EXERCISE DETAILS: When the line with "Where can you spot the rear door handle" comes up, set it down and every later line to the end of the data, exactly and without pictures.

===== INFORMATION SHOWN =====

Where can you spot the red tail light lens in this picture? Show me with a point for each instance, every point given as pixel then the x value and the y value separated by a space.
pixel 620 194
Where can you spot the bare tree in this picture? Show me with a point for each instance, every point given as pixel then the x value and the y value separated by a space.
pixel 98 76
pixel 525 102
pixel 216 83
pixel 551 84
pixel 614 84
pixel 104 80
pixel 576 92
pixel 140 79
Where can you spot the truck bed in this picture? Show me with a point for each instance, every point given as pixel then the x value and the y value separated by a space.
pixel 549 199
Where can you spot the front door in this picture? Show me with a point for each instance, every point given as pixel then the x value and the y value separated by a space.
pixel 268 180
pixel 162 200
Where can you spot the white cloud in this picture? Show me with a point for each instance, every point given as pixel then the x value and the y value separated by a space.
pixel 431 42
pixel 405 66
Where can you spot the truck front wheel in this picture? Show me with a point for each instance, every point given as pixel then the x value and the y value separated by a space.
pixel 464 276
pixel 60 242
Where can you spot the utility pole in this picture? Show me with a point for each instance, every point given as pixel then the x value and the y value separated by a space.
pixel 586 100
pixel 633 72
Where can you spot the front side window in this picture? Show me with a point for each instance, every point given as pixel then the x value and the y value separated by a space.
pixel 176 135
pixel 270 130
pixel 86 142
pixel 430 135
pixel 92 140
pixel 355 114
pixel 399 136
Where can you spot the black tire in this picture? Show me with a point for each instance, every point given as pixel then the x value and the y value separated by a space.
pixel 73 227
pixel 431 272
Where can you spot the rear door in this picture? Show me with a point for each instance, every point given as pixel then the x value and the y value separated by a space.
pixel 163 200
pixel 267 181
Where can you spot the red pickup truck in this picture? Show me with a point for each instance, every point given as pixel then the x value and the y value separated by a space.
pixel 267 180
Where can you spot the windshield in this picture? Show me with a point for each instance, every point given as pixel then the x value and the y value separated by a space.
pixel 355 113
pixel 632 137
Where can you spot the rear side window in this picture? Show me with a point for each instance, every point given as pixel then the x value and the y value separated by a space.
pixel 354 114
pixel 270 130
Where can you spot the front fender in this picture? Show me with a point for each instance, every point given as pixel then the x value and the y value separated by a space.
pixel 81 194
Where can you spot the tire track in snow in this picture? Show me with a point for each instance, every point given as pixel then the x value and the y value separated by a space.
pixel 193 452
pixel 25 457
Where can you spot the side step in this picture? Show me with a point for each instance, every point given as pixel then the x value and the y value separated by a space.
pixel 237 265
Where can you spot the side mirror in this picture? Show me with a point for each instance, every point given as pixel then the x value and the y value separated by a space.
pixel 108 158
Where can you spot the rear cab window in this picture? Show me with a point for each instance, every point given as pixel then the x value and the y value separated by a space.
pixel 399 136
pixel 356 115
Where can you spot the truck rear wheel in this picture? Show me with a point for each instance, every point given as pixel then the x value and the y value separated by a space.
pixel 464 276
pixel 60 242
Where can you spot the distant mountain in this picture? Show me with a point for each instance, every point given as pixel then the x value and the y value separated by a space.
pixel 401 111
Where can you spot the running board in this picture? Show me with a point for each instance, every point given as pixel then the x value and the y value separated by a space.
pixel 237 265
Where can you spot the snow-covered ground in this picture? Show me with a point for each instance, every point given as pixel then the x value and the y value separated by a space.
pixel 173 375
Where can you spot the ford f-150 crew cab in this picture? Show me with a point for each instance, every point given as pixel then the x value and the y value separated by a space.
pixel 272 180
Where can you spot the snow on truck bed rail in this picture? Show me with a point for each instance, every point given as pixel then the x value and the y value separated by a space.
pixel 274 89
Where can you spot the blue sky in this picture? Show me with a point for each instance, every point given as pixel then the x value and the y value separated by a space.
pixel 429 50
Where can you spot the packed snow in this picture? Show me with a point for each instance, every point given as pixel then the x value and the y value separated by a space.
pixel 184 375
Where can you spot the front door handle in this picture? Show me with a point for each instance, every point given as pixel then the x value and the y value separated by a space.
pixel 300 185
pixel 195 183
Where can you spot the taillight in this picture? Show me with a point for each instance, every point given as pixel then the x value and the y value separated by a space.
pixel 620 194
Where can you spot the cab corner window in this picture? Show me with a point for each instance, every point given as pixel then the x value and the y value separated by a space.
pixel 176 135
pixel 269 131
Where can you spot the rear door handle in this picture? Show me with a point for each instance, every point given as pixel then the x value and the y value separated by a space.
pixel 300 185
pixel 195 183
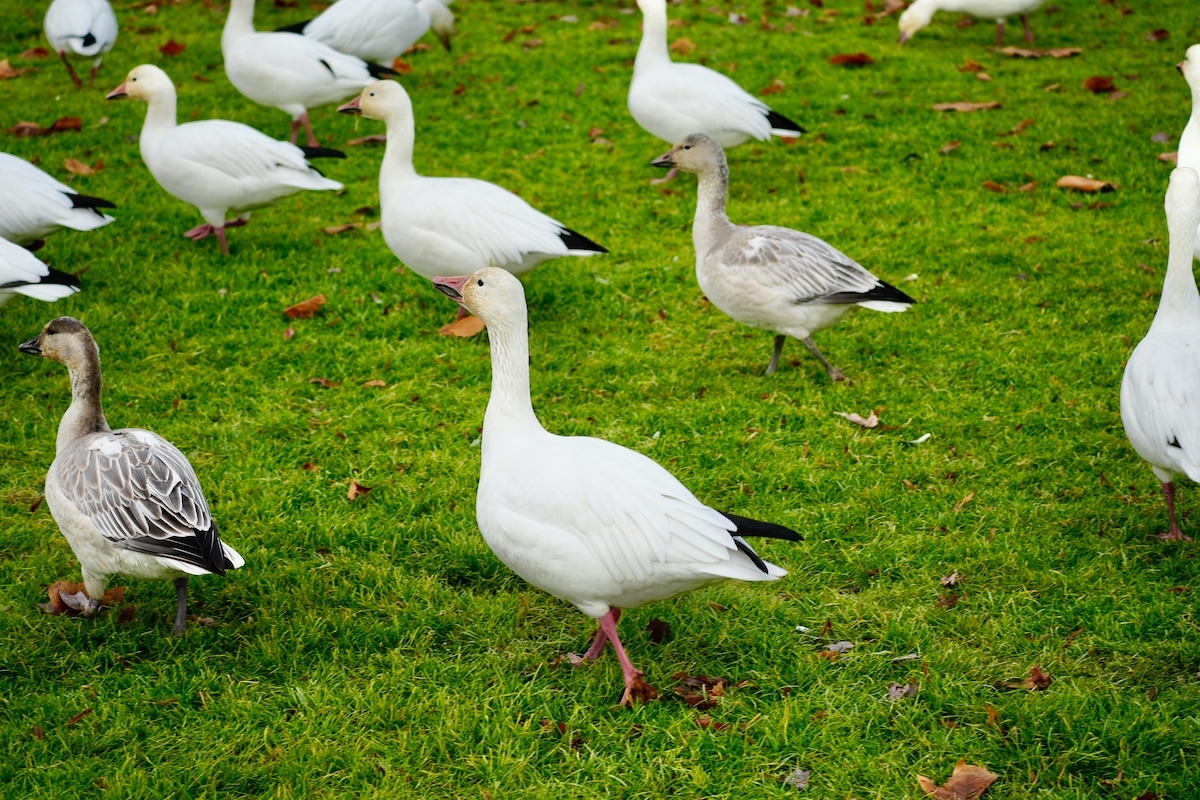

=====

SOLUTION TO THIS PROBLEM:
Where can you spot the rear door handle in this picture? Show me with a point for each instance, every point given as pixel then the x value and the y value separated by a space.
pixel 300 185
pixel 195 183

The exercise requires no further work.